_EXERCISE OBJECTIVE:_ I need the lines below from the one with "Phrase: stone building" down to the one with "344, row 491." reproduced exactly, both ends included, and nothing else.

[[ GIVEN RECORDS open ]]

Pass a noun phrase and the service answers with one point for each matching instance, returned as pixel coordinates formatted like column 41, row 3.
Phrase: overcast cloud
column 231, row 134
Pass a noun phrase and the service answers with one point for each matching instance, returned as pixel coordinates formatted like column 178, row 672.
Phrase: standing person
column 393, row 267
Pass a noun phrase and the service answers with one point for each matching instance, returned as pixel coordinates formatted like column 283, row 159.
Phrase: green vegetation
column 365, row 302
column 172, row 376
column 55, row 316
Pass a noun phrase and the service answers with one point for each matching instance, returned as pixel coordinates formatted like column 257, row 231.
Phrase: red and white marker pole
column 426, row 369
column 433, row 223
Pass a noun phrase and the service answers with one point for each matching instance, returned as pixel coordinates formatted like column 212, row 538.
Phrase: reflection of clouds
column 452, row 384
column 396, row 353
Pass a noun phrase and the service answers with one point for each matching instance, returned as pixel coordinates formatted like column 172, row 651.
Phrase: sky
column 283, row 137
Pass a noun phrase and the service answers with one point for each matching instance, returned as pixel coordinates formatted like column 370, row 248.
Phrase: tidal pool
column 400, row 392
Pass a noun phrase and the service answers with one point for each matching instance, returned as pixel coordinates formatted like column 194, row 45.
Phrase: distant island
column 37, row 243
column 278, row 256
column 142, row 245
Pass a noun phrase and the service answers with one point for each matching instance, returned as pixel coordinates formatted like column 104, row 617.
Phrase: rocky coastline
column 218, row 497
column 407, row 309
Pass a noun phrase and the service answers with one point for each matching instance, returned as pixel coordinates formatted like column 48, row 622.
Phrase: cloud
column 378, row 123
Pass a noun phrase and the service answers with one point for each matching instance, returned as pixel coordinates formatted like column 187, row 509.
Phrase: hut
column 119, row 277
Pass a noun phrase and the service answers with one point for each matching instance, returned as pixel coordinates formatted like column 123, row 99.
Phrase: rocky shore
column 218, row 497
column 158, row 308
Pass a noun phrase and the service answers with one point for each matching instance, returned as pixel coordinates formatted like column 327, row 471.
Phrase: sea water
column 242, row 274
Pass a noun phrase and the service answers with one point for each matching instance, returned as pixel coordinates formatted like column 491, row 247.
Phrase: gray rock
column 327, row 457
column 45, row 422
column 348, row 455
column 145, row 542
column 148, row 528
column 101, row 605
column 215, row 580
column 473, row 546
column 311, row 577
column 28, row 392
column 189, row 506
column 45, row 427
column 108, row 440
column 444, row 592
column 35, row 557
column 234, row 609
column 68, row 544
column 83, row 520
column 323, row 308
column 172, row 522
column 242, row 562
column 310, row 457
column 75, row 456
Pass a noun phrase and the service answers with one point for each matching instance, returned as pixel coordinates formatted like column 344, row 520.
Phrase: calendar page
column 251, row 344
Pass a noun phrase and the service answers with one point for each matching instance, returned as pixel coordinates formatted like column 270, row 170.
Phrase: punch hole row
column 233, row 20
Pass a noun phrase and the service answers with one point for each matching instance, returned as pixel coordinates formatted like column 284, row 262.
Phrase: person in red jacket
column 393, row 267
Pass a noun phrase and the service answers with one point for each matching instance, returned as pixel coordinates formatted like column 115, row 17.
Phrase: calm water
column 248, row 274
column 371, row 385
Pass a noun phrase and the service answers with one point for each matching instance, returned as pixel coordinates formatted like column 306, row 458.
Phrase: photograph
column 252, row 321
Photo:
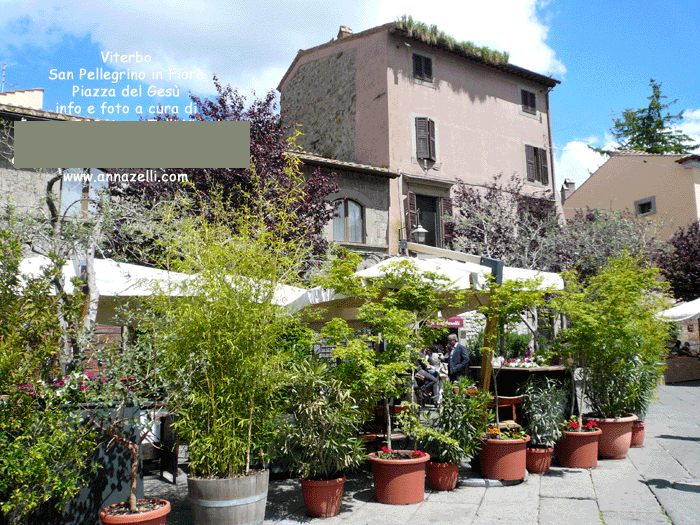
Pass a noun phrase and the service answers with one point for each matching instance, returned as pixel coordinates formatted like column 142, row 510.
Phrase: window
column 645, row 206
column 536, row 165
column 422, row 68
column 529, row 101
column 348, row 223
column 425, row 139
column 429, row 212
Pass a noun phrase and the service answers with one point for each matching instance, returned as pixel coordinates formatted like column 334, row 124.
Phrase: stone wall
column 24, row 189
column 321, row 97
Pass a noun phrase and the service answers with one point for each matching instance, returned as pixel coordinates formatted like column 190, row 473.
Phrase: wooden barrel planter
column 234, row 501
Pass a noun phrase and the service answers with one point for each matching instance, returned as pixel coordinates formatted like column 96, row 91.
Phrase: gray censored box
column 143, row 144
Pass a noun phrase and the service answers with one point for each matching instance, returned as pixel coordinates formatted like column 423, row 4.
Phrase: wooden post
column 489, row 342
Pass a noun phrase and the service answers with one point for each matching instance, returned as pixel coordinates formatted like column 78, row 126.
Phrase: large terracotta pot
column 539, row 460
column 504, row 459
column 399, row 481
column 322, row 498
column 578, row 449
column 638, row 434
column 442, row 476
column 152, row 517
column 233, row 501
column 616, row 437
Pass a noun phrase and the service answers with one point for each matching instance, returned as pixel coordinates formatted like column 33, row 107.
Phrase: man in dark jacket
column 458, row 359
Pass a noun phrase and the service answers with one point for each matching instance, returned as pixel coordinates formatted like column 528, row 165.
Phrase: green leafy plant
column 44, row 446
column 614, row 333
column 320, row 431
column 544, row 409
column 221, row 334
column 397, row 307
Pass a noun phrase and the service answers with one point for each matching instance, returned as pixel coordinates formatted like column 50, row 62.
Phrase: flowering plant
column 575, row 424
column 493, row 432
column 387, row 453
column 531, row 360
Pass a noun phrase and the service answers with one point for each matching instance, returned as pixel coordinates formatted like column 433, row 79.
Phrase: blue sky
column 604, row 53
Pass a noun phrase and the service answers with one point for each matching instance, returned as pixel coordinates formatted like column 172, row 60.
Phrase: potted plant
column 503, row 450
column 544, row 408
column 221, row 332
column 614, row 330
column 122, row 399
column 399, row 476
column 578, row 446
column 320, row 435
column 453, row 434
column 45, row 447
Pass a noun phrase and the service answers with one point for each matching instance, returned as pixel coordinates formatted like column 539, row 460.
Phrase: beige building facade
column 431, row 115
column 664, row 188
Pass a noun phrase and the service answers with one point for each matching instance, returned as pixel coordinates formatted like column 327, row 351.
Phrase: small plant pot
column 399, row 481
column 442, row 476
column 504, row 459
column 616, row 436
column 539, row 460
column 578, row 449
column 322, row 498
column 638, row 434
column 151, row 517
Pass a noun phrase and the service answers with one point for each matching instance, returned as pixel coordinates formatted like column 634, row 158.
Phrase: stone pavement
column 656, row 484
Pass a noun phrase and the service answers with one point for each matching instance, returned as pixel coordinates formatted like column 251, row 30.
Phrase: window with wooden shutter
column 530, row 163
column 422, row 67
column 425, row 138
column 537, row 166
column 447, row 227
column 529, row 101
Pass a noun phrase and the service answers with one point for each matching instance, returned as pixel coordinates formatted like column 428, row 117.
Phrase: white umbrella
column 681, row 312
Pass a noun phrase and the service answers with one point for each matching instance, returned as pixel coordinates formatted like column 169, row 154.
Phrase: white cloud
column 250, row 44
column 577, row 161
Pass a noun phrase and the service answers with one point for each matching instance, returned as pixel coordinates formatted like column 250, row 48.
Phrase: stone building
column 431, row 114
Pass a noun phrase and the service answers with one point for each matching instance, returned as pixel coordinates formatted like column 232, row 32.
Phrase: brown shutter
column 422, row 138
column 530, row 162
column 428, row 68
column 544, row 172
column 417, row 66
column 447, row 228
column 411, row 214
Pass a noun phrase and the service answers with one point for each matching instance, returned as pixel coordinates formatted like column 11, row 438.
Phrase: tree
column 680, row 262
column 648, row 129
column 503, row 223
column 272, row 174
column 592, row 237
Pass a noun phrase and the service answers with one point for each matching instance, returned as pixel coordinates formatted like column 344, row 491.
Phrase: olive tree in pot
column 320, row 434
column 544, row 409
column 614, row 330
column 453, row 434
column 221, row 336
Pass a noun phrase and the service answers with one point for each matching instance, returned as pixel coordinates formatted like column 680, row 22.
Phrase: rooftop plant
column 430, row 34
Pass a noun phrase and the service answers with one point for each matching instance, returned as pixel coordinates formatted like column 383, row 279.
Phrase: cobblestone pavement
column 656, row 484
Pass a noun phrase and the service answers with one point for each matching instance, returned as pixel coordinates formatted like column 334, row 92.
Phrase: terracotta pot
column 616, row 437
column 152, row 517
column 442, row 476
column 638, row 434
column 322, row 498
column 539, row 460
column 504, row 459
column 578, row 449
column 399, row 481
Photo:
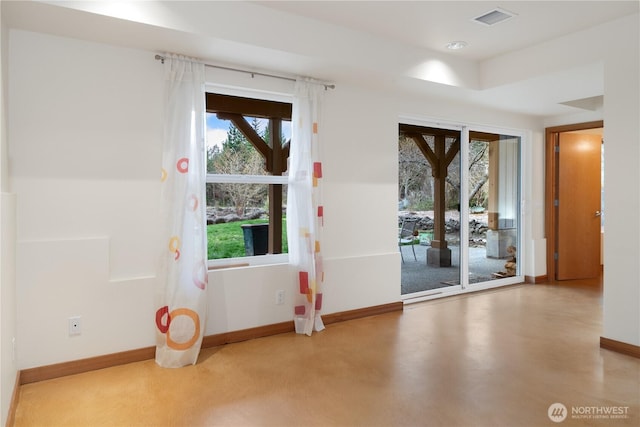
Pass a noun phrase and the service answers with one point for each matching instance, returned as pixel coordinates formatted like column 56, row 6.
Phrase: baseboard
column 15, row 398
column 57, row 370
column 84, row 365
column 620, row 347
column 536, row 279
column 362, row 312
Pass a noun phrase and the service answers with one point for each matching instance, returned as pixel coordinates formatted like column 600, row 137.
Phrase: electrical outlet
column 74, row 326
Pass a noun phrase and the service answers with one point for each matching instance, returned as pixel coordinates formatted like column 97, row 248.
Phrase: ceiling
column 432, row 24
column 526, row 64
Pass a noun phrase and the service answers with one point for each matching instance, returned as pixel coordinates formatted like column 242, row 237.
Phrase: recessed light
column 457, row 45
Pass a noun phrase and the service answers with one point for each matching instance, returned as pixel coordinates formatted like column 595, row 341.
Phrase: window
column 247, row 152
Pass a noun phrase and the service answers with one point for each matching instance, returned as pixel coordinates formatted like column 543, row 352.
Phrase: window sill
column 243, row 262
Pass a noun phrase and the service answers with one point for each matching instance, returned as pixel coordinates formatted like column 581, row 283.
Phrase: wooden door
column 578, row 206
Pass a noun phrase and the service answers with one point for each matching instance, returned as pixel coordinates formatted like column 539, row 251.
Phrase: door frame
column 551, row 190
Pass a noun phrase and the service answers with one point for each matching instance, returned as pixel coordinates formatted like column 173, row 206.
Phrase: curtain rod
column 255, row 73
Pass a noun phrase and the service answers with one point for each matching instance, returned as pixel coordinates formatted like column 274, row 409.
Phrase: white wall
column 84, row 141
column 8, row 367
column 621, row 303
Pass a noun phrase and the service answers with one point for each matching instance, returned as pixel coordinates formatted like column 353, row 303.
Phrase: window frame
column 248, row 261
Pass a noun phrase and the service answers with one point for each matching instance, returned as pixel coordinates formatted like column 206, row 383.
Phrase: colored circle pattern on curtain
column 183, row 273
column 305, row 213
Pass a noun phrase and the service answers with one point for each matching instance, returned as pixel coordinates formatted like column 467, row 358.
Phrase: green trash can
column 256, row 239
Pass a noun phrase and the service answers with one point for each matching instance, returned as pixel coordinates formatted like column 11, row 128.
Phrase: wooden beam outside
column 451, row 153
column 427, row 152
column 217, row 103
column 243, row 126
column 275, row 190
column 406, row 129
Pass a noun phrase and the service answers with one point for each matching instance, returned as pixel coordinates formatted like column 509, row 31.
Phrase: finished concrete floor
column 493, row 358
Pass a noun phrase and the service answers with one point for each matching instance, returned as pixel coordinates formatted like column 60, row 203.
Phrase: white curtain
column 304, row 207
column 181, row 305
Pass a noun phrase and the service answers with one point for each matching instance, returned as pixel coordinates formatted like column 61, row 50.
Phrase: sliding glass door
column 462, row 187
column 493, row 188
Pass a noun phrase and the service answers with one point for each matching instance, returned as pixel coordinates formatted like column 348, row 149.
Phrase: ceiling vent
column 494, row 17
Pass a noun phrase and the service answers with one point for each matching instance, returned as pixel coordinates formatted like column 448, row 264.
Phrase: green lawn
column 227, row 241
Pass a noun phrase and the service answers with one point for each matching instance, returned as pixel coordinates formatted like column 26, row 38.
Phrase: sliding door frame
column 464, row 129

[[ GIVEN RECORDS closed ]]

_OUTPUT BELOW:_
Phrase: stone building
column 431, row 114
Pass a noun phrase and the service answers with one point for each matching instance, returned as pixel coordinates formatted like column 232, row 32.
Phrase: brown shutter
column 422, row 138
column 530, row 162
column 428, row 68
column 544, row 172
column 417, row 66
column 447, row 228
column 411, row 214
Pass a noun phrase and the service answers with one point for each matching instance, returned as pixel coordinates formatted like column 11, row 438.
Phrase: tree
column 680, row 262
column 648, row 129
column 503, row 223
column 272, row 174
column 592, row 237
Pass a noun phrase and the service answers with one point for each matching instance, returned as pixel coordinates formatted like column 344, row 491.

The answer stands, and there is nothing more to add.